Below are the lines to check; count those holding the string "fish" and give only the number.

*** The records ***

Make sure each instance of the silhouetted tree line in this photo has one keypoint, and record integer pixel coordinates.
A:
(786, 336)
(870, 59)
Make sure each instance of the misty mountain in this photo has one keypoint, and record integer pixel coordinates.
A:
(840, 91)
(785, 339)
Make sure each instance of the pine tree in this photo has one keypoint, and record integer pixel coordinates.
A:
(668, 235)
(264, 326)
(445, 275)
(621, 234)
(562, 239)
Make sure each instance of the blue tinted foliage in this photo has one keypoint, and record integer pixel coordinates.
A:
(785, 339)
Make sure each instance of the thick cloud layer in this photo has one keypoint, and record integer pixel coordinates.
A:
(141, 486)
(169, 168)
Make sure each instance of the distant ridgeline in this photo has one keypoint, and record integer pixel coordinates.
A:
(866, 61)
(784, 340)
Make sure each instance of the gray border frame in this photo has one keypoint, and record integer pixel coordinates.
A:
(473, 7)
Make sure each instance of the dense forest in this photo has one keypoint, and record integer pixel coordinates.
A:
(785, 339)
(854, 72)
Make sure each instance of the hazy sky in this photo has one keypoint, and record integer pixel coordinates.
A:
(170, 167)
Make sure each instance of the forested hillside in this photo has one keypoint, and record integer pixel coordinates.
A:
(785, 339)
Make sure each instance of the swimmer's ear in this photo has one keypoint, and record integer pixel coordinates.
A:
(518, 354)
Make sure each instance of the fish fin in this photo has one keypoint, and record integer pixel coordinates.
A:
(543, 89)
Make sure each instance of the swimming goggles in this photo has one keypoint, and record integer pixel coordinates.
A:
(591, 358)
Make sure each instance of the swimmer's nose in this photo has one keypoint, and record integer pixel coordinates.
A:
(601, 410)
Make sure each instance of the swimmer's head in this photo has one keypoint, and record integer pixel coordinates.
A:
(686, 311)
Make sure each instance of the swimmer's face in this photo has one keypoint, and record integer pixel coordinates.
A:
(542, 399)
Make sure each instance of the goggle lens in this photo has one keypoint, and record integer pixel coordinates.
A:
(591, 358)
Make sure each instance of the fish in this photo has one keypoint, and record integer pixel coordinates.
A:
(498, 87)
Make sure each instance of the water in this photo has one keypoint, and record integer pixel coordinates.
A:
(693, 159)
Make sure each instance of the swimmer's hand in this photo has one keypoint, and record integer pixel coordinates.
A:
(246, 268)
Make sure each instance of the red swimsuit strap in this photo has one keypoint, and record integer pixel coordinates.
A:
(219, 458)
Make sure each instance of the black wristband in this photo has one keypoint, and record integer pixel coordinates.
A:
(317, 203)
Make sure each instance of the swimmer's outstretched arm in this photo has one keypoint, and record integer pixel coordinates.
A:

*** End of The records ***

● Task solution
2